> _DIRECTIONS_: Select every line in the data below that contains the word "police", and copy each of those lines out in full.

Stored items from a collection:

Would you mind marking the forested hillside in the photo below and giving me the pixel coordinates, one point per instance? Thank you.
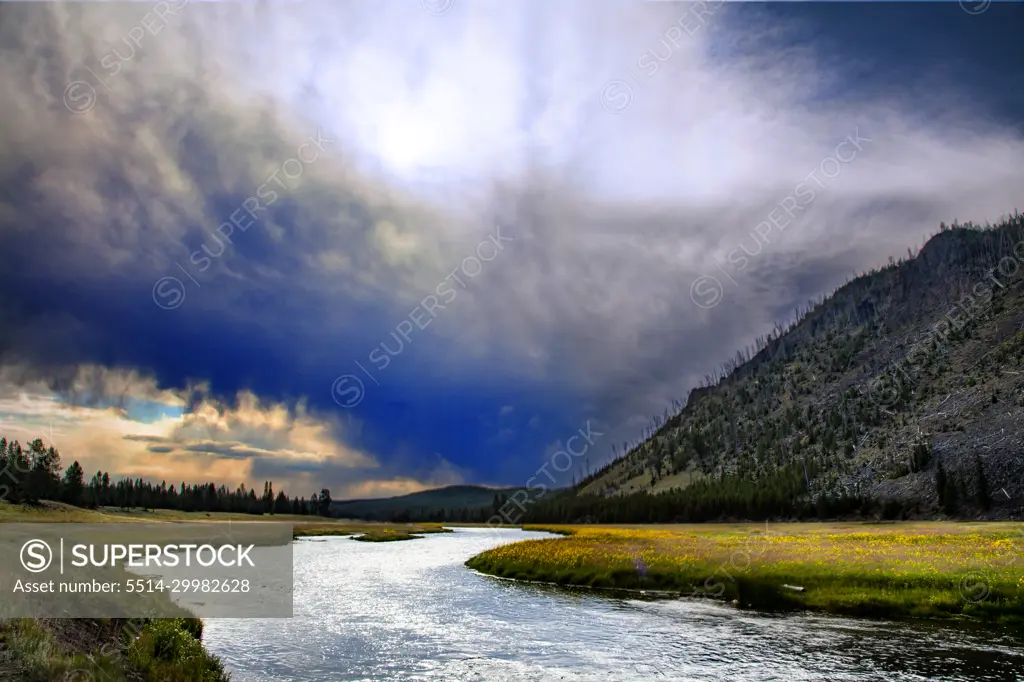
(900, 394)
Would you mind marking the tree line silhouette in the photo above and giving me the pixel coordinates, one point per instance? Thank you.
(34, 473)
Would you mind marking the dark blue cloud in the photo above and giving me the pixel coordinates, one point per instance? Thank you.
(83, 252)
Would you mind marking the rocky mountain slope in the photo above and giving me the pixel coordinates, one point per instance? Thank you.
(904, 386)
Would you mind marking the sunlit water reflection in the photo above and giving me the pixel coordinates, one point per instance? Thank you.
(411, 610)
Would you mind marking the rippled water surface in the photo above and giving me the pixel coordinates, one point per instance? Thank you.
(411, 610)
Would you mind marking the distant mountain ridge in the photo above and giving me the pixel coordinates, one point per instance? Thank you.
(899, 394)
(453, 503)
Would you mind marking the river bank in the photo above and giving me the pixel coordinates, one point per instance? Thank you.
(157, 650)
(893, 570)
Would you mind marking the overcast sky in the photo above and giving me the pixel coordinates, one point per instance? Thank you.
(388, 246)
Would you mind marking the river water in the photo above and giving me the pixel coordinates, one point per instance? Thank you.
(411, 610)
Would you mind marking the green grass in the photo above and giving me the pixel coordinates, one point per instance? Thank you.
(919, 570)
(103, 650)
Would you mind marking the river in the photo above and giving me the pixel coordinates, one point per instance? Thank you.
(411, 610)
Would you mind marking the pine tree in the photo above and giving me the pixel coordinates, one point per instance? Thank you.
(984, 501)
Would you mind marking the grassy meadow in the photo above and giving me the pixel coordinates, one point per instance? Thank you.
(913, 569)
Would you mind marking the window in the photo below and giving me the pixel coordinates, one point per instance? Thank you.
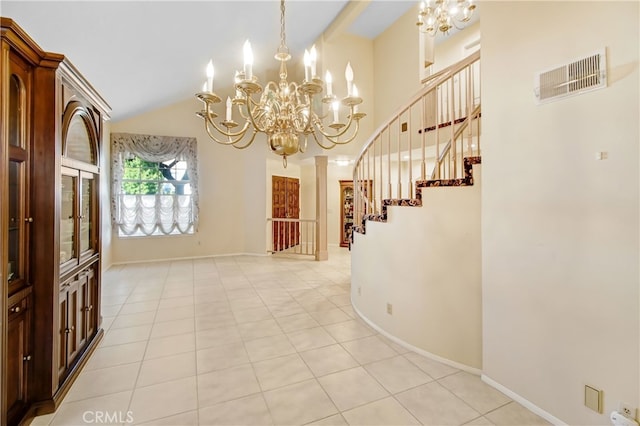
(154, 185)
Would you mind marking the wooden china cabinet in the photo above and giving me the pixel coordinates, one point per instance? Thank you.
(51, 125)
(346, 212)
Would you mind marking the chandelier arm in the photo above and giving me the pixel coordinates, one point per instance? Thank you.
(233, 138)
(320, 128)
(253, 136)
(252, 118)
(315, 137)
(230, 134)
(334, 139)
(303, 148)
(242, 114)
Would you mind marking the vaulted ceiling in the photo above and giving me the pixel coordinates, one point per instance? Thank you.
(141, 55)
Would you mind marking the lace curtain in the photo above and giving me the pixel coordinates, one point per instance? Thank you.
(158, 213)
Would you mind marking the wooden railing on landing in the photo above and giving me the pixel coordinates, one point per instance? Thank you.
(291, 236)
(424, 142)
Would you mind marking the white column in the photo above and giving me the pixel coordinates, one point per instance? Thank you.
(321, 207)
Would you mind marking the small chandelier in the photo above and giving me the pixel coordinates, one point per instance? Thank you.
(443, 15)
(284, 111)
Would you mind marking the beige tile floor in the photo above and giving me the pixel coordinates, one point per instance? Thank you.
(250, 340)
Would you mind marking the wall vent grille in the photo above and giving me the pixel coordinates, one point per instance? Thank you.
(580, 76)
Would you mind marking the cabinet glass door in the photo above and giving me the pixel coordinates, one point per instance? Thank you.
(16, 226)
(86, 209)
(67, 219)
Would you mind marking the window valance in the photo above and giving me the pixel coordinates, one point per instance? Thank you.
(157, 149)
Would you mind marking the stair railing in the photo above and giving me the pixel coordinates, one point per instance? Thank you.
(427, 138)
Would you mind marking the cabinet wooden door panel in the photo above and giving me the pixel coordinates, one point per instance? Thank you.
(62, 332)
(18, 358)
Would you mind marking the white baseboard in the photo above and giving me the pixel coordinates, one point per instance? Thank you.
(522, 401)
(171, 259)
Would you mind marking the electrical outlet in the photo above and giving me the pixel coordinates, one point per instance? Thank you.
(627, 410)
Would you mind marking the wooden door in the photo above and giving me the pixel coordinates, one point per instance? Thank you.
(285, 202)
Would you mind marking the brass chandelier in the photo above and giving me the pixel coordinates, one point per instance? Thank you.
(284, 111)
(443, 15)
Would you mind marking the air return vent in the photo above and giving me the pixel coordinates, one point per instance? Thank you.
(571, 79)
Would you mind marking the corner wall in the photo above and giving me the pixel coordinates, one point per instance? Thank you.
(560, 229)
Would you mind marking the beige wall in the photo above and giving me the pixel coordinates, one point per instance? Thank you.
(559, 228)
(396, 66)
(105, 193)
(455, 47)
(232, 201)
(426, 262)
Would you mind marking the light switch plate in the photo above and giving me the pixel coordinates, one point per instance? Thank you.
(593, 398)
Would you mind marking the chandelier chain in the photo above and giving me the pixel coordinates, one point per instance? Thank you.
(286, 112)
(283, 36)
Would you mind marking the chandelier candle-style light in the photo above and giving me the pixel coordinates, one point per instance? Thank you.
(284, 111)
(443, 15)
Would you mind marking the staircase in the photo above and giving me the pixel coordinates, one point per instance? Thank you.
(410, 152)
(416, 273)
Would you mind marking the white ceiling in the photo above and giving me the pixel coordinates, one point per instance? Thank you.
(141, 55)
==
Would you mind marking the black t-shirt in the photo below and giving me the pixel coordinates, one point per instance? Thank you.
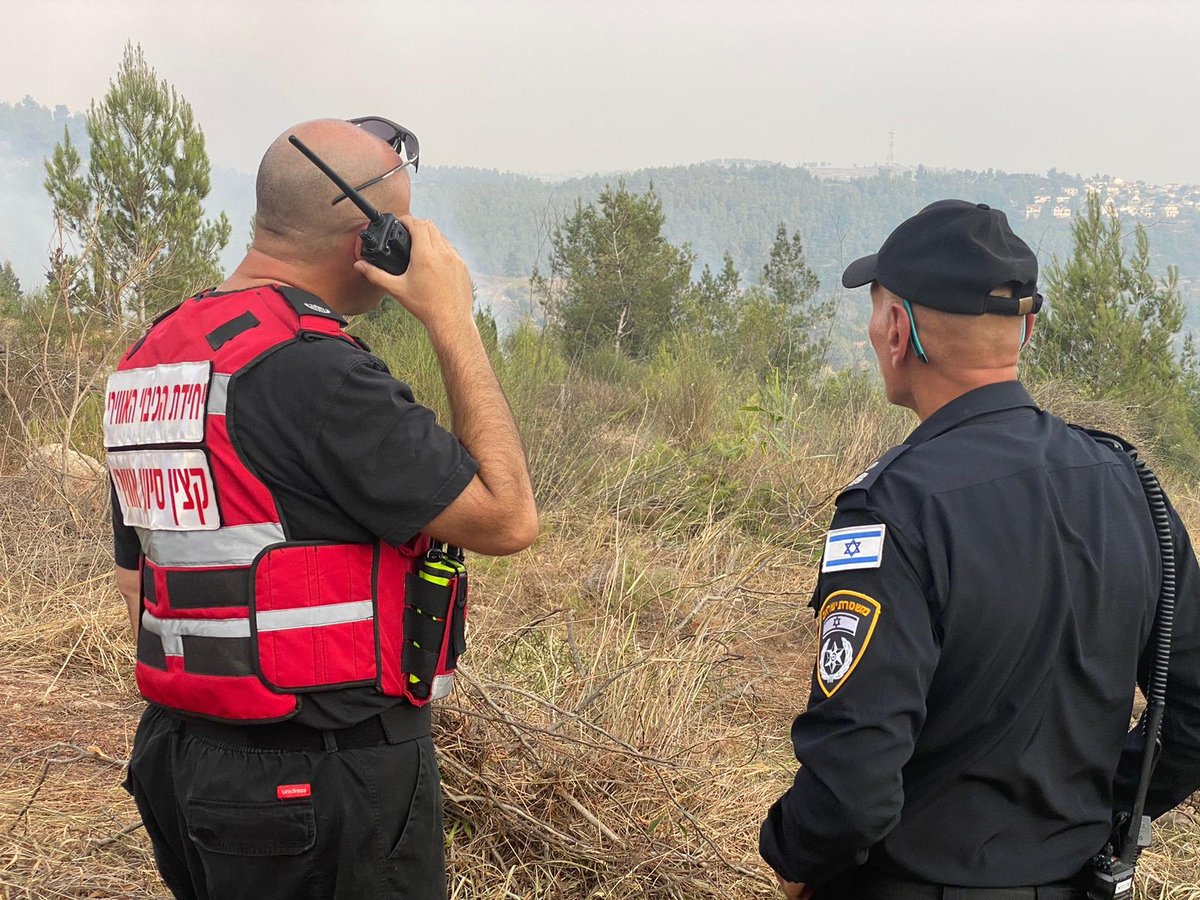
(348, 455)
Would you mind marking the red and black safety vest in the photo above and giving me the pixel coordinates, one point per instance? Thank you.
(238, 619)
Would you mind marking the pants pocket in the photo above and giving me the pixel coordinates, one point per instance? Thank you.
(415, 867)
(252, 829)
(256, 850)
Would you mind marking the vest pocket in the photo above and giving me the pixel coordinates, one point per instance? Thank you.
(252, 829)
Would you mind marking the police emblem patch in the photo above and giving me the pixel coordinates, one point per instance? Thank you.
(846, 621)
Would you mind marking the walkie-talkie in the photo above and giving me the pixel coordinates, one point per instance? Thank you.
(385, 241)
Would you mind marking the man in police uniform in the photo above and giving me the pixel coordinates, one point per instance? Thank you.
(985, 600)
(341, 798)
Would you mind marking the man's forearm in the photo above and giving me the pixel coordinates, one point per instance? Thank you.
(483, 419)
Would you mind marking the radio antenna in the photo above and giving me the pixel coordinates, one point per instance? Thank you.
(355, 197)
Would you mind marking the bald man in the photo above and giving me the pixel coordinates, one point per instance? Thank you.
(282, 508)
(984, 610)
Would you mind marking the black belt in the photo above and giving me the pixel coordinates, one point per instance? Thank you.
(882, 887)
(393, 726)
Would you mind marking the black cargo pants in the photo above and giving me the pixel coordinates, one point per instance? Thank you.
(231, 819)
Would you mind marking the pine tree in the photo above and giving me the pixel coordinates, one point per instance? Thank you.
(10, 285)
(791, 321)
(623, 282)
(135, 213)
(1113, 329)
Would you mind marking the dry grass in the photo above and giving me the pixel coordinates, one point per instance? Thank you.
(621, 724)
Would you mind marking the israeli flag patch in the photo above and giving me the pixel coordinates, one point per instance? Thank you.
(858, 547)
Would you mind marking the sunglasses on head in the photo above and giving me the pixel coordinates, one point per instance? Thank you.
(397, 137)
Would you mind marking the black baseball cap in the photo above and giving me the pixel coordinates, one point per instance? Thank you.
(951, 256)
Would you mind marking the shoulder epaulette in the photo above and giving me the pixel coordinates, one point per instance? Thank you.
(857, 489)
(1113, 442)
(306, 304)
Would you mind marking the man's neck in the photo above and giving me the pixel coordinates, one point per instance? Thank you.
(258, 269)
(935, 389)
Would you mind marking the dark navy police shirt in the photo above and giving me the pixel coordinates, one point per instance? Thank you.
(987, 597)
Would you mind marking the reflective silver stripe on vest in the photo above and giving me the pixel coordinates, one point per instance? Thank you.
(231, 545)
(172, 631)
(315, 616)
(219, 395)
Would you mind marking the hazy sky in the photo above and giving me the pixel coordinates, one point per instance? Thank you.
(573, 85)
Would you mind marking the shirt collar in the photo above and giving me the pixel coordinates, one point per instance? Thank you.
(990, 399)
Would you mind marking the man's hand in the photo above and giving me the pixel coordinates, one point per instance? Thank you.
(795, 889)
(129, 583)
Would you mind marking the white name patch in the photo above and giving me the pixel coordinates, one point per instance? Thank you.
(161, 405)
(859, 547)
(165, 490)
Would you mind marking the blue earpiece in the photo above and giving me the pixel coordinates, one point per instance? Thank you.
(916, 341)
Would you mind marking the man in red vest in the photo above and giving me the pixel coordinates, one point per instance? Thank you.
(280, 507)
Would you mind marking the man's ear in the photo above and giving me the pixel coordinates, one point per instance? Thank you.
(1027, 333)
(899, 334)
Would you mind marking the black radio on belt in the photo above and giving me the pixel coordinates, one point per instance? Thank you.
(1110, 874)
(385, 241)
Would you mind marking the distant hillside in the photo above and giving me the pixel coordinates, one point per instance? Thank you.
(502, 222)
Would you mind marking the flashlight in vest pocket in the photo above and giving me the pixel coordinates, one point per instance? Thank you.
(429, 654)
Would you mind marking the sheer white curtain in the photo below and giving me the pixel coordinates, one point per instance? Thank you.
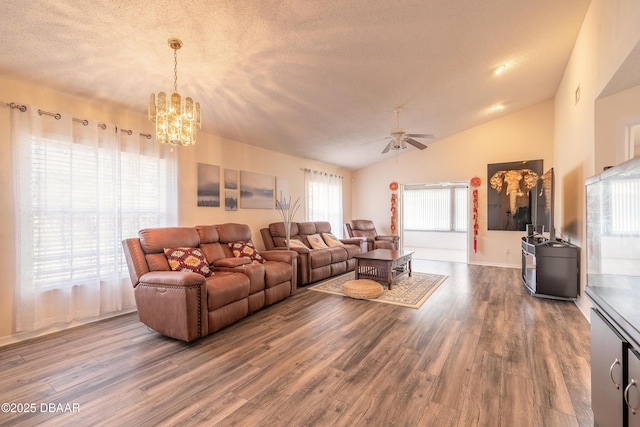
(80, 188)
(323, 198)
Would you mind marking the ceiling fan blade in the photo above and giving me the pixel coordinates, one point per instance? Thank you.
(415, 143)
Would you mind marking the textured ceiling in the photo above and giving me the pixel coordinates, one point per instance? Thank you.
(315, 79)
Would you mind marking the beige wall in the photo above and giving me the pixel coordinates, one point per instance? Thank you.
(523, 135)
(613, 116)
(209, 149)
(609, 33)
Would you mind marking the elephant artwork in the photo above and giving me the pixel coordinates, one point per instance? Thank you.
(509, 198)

> _CORRECT OUTPUT_:
Would you mind marking the police emblem patch in the photo above and giving me the pixel coordinates, one point per instance? Thank you.
Would you mind marking the man in police uniform in the photo above and giving me the pixel coordinates, one point per instance? Thank you.
Would you mind marking the dark navy police shirt in the photo above and giving me the pixel coordinates, one point per instance? Thank you.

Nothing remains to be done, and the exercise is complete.